## Stated goal
Rewrite every line of the data from the line holding "Target: carved stone molding" through the end of the data, inclusive, leaving all lines as they are except the point coordinates. Shift each of those coordinates by -95.
─── Given records
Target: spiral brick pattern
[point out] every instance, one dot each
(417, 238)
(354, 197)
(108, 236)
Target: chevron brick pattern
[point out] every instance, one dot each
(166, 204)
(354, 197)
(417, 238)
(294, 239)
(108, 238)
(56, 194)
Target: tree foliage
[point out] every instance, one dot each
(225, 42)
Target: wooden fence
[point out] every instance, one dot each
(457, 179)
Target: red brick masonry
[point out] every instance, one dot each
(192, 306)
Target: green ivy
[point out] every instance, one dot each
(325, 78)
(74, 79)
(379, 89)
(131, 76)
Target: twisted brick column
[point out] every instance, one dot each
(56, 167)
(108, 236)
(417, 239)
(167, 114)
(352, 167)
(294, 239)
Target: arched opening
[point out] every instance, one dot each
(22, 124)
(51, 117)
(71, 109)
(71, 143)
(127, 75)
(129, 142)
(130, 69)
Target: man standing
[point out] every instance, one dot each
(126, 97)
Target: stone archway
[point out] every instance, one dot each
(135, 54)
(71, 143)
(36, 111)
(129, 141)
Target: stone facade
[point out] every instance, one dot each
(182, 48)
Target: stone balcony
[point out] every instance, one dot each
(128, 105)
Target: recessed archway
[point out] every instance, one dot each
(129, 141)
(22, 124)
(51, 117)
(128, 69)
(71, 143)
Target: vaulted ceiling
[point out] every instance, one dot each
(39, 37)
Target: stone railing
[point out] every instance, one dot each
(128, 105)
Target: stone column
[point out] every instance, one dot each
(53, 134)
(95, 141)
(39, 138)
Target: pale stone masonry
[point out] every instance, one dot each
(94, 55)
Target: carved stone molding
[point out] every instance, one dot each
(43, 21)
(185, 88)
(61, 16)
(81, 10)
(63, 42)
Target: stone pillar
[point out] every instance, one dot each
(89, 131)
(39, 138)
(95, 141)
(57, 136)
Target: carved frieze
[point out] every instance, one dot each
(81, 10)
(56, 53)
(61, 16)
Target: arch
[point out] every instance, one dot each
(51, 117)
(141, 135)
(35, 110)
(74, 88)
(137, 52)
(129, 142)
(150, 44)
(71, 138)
──────
## Written reply
Target: carved stone molding
[point out] every instance, one dot each
(-52, -74)
(90, -7)
(-34, -79)
(-14, -85)
(-32, -53)
Target: stone pillar
[point out] every instance, one dot each
(-6, 36)
(-56, 43)
(0, 46)
(-38, 41)
Target: carved frieze
[point out] every instance, one dot each
(-14, -85)
(-39, -42)
(-34, -79)
Target: arch
[point out] every instance, one dot each
(-44, 22)
(46, 40)
(-60, 15)
(-21, -7)
(42, -43)
(34, 47)
(55, -51)
(-24, 43)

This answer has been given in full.